* [Work required] This exercise calls for the listing to be set down exactly.

* [Study material]
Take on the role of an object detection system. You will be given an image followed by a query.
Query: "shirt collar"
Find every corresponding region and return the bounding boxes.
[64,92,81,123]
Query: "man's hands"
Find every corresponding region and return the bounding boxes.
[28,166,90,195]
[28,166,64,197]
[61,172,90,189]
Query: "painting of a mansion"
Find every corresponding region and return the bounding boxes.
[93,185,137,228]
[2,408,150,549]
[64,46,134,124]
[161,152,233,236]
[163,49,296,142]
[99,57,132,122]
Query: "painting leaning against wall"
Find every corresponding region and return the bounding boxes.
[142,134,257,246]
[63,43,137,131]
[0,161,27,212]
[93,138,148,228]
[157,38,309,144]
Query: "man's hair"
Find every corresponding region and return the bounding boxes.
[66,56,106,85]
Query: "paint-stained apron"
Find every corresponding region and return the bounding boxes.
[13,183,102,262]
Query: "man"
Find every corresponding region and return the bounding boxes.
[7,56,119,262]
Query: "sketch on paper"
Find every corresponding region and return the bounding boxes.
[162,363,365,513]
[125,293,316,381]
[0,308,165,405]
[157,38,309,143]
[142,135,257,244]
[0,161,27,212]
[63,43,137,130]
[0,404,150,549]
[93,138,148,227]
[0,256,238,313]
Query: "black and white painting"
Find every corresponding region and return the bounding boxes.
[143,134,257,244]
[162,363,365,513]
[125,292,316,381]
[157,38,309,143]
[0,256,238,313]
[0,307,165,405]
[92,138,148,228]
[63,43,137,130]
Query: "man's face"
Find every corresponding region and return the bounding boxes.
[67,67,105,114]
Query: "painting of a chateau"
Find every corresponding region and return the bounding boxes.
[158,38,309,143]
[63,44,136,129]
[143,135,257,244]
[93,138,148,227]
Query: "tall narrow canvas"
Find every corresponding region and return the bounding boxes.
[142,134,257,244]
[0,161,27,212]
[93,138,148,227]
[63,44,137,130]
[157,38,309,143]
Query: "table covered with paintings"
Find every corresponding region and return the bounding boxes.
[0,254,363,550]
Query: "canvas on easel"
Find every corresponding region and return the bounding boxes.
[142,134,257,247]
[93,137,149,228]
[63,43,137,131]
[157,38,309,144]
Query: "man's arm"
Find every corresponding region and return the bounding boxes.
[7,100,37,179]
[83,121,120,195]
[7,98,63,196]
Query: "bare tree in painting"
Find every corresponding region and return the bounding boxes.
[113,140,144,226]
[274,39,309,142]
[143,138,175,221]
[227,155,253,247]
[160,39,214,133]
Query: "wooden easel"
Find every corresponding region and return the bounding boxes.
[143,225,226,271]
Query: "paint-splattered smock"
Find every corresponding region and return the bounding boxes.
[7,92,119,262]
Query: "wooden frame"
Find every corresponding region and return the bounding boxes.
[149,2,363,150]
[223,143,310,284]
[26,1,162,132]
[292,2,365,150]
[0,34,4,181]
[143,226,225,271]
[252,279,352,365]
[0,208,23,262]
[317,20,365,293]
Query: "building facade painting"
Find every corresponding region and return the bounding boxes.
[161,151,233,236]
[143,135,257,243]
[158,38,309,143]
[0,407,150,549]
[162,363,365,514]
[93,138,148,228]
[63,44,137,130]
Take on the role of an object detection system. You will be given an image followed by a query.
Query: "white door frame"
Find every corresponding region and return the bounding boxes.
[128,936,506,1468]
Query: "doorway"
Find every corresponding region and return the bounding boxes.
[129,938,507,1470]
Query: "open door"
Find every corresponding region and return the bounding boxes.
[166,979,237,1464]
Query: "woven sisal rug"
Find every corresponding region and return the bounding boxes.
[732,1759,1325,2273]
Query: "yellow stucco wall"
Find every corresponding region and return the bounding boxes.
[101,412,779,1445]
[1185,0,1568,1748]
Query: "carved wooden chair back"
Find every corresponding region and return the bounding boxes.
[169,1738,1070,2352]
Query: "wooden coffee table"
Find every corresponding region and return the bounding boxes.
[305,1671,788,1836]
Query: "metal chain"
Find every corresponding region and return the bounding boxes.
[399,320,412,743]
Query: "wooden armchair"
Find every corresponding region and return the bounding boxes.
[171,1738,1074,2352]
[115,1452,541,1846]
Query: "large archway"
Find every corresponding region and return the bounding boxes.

* [Reply to the task]
Take on the role of an object detection system. You will be given an image followed by a query.
Query: "shirt collar"
Find every corresponding region and return the bounding boxes.
[64,92,81,123]
Query: "man's hands"
Find every corresponding region and return the bounding boxes.
[28,166,90,195]
[28,166,64,197]
[61,172,90,189]
Query: "painting of a mansion"
Find every corresponding region and return the bounding boxes.
[93,185,137,228]
[2,408,150,549]
[64,46,134,124]
[161,152,233,236]
[163,49,296,142]
[99,57,132,122]
Query: "painting leaning against wall"
Find every corresponding region and return the bounding boxes.
[142,134,257,246]
[63,43,137,131]
[0,161,27,212]
[93,138,148,228]
[157,38,309,144]
Query: "man's hair"
Find every corresponding region and return the bounding boxes.
[66,56,106,85]
Query: "paint-stained apron"
Find every corresponding region and return the bounding boxes.
[13,183,102,262]
Query: "man"
Find every corresponding region and return the bounding boxes.
[7,56,119,262]
Query: "sketch on paper"
Find every corresponding region and return the bounding boxes.
[162,363,365,513]
[125,293,316,381]
[0,308,165,405]
[157,38,309,143]
[142,135,257,244]
[0,161,27,212]
[63,43,137,130]
[0,404,150,549]
[93,138,148,227]
[0,256,238,313]
Query: "black and white painting"
Find every corresponding region and return the bounding boxes.
[143,134,257,244]
[162,363,365,513]
[125,292,316,381]
[157,38,309,143]
[0,256,238,313]
[0,307,165,405]
[92,138,148,228]
[63,43,137,130]
Query: "man's face"
Find every corresponding region and return the bounding boxes.
[67,67,105,114]
Query: "painting of a chateau"
Find every corresponding region and return the bounding boxes.
[158,38,309,143]
[63,44,136,129]
[143,135,257,244]
[93,138,148,227]
Query: "tall narrow canvas"
Find every corresponding region and return the bounding boxes.
[142,134,257,244]
[0,161,27,212]
[93,138,148,227]
[63,44,137,130]
[157,38,309,143]
Query: "table covered with paintings"
Find every corresponding region and return the bounding boxes.
[0,254,363,550]
Query: "canvas on easel"
Find every corresponding region and return the bounding boxes.
[142,134,257,247]
[93,137,149,228]
[63,43,137,131]
[157,38,309,144]
Query: "man's arm"
Find every corresponding region and return the bounding boxes.
[7,100,37,179]
[83,121,120,195]
[7,98,63,196]
Query: "bare tree in painting"
Find every corresponding region and return the bounding boxes.
[113,140,144,226]
[274,39,309,142]
[143,138,175,221]
[227,155,253,247]
[160,39,214,133]
Query: "wooden easel"
Find every corresponding region and return the bounding boxes.
[143,225,226,271]
Query: "paint-splattered smock"
Find every corresponding region and return the bounding boxes.
[7,92,119,262]
Query: "wooden frame"
Find every corresponding region and return the bounding boxes.
[149,2,363,150]
[223,143,310,284]
[26,1,162,132]
[292,2,365,150]
[0,34,4,181]
[143,226,225,271]
[252,279,352,365]
[0,208,23,262]
[317,20,365,293]
Query: "building facade painting"
Find every corresponding region and return the bounding boxes.
[161,151,233,236]
[143,135,257,243]
[158,38,309,143]
[0,407,150,549]
[162,363,365,514]
[93,138,148,228]
[63,44,137,130]
Take on the role of an object detection system. You will be given an image followed by a query.
Query: "white door frame"
Find every corresponding region and return the bounding boxes.
[128,936,506,1468]
Query: "doorway"
Find every corresponding region and return the bounding boxes.
[129,938,507,1470]
Query: "open door"
Find every corresponding region and return the bounding boxes.
[166,979,237,1464]
Query: "woven sisal rug"
Find every corresponding region and return the bounding boxes.
[732,1759,1325,2273]
Query: "yellow stucco wall"
Find every corresponding region and return the bounding boxes.
[101,412,779,1445]
[1185,0,1568,1748]
Query: "carved wooden chair back"
Find every corresponding region and return the bounding boxes.
[169,1738,1070,2352]
Query: "wooden coffee table"
Find every corresponding region and return the bounding boxes.
[305,1671,788,1836]
Query: "metal chain"
Find every corresponding region and return the bounding boxes.
[399,320,412,743]
Query: "wooden armchair"
Find every corresponding region and return the bounding boxes.
[171,1738,1074,2352]
[115,1452,541,1846]
Query: "large archway"
Find every corresponding region and return the bounding boxes.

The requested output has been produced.